- **Extrait du texte**
Dans son intervention télévisée le Président de la république nous a rappelé que toutes et tous, "enfants des banlieues" compris, nous sommes les enfants de la république.

Du sommet de l’édifice où se concentrent les commandes des fonctions régaliennes de l’état et d’où l’on a une vision "globale" du vaste territoire sur lequel se traînent les malheureux citoyens, il a contemplé la vie de ces enfants. Certains sont sages, travailleurs, humbles : la mère république est là, solide, pour les protéger (ils payent bien sûr). Mais attention, avec les autres, ceux qui déraillent, la mère est dure : qui aime bien châtie bien ?

Les enfants ont-ils tous trouvé dans leur berceau le paquetage du bon élève, ont-ils pu écouter les belles histoires qui mènent doucement au sommeil (et qui paraît-il donnent le goût de la lecture et de l’écriture) ? Ont-ils la carte qui indique les issues dans les labyrinthes de l’accès aux emplois ? Pour ces questions, la république répond que l’état ne peut pas tout, qu’il faut restaurer l’autorité, que les parents démissionnent. Et puis, certains enfants sont maudits : ils sont des barbares, des "sauvageons", des filles voilées et puis il y a la racaille. La république, quoiqu’en dise Chirac n’est pas, n’a pas été une bonne mère pour tous ses enfants.

Elle n’a finalement jamais été une mère pour qui que ce soit mais plutôt une longue et douloureuse construction humaine pour vivre en collectivité, pour vivre ensemble sur une terre commune. Vu ainsi, la république est plutôt notre enfant, notre création.

Mais elle est aujourd’hui confisquée par des forces qui détruisent méthodiquement les relais publics et institutionnels de l’égalité et qui minent les fondements de la fraternité. Sa devise devient alors un slogan creux. Ces mêmes forces, méfiantes envers les habitants, les citoyens, veulent persuader l’opinion qu’elles sont l’autorité suprême parce qu’elles représentent l’intérêt général contre les intérêts particuliers. Nous voici dans une effroyable impasse, dans le cercle vicieux où la force et la répression fixent le cadre des rapports humains.

- **Jeu de données**

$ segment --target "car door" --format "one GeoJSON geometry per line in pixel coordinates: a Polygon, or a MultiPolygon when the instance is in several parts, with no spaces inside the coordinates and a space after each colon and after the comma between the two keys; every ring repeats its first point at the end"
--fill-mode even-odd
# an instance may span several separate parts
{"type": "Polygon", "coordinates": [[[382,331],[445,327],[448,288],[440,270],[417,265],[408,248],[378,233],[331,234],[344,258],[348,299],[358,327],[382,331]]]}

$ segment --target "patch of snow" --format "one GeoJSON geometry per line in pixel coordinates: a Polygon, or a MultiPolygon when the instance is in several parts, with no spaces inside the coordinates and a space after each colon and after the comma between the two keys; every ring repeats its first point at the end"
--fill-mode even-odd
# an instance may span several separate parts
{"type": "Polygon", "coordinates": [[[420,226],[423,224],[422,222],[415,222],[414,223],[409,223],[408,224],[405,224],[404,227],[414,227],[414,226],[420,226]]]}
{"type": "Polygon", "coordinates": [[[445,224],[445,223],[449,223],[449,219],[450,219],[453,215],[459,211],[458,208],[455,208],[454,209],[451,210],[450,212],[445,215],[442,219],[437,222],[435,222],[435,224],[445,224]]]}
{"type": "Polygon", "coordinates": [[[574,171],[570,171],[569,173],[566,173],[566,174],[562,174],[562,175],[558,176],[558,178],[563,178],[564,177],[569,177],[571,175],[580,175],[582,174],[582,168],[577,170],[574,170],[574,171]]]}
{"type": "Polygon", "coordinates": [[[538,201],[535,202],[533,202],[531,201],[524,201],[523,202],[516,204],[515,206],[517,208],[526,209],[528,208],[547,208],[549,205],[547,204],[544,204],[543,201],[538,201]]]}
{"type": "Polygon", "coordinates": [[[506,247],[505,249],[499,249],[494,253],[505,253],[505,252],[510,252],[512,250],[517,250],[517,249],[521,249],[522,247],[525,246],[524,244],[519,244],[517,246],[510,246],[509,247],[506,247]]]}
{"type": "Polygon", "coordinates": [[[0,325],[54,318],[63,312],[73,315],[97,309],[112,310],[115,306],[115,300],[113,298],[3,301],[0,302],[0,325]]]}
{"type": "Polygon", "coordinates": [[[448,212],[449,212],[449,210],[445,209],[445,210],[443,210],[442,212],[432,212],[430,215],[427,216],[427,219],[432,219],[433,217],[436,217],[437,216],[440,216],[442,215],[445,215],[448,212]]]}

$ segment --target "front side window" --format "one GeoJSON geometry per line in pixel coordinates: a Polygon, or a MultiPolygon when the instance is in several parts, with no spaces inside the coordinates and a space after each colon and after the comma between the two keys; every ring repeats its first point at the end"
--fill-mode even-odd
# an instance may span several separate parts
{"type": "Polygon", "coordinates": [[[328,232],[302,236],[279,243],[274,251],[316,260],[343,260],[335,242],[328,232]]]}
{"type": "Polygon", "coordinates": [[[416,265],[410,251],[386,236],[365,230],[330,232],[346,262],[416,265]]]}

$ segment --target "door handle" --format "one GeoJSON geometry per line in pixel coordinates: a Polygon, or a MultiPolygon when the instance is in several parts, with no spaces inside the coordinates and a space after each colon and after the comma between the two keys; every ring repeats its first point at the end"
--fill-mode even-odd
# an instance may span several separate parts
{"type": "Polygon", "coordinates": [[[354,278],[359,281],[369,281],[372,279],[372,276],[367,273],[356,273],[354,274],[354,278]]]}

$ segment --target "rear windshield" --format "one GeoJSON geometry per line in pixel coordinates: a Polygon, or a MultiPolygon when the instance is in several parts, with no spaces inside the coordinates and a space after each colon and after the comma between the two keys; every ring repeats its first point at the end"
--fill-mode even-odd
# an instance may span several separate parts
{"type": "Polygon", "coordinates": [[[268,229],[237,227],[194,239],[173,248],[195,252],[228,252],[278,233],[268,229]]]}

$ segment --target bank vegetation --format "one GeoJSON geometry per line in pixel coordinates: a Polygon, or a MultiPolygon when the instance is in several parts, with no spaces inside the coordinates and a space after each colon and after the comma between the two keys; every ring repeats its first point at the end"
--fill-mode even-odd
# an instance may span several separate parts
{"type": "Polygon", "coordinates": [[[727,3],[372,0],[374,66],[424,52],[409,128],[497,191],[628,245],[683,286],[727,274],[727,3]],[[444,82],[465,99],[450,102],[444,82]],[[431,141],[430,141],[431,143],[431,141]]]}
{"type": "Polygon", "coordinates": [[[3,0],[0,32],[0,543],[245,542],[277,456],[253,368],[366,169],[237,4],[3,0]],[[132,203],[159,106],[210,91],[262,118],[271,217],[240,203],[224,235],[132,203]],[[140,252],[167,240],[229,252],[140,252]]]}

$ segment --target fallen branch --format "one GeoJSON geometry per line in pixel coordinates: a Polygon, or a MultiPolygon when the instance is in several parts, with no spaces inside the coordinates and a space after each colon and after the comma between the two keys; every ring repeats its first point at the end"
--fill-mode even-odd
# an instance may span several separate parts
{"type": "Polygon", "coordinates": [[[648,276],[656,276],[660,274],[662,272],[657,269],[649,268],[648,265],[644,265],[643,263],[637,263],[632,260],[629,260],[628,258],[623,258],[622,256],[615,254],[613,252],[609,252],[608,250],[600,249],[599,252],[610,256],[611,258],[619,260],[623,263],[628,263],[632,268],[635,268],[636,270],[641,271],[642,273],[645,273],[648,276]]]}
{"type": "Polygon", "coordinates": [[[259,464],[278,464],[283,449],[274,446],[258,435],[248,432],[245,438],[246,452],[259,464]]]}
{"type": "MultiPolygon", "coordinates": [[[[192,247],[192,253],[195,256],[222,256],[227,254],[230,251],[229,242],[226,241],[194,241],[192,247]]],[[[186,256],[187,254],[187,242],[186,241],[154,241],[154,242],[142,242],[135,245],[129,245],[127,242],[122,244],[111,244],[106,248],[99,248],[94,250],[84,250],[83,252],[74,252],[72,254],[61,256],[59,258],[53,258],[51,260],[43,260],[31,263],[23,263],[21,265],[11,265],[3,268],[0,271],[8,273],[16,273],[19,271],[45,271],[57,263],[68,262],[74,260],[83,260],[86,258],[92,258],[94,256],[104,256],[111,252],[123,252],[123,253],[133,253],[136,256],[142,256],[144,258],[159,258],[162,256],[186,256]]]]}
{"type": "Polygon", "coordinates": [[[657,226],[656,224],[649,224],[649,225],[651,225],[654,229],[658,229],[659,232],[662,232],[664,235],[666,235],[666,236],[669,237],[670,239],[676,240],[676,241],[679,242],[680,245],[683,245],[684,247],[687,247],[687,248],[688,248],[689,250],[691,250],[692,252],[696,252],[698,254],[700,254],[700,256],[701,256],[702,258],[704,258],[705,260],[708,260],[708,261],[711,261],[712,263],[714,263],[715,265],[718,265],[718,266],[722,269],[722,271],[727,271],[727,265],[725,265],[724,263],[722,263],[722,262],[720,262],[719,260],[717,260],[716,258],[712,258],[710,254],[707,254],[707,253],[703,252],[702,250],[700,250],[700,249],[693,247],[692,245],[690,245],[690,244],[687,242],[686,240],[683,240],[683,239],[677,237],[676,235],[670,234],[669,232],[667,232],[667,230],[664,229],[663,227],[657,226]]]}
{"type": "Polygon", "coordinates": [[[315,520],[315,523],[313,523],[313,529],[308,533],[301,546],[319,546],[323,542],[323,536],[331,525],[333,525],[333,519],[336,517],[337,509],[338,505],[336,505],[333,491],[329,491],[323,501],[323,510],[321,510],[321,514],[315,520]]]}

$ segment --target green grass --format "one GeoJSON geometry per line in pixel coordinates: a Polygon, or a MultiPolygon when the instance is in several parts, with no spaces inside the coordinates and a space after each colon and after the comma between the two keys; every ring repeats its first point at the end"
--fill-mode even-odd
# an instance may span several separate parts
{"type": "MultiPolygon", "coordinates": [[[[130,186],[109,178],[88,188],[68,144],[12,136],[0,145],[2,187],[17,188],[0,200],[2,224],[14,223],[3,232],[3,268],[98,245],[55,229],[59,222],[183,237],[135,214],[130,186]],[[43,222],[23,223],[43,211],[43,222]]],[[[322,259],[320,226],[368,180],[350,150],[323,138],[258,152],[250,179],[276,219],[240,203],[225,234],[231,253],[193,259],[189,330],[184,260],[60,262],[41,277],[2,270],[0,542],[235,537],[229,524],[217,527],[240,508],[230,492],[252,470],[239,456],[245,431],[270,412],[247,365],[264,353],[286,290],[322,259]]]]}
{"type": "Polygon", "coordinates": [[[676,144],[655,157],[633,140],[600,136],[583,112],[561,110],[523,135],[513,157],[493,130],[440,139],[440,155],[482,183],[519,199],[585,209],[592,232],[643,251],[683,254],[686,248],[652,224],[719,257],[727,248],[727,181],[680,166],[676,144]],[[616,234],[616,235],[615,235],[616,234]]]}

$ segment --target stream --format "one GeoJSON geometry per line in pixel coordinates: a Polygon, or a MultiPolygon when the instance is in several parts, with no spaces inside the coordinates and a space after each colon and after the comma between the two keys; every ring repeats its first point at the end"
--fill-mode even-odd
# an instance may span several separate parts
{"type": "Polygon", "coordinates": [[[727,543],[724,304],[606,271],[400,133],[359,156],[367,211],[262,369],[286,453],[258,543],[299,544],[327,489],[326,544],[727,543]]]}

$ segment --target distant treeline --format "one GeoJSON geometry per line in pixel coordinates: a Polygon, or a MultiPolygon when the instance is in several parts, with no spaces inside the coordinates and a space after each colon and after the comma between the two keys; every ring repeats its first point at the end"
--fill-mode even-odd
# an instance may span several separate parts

- **Travail demandé**
1 - Dans le texte sur la république, que devient la république lorsqu'on la considère comme une construction humaine ?
2 - Recopiez le passage du texte sur la république qui commence à "Elle n’a finalement" et se termine à "enfant, notre création.".

- **Réponses attendues**
1 - Elle est plutôt notre enfant, notre création.

2 -
Elle n’a finalement jamais été une mère pour qui que ce soit mais plutôt une longue et douloureuse construction humaine pour vivre en collectivité, pour vivre ensemble sur une terre commune. Vu ainsi, la république est plutôt notre enfant, notre création.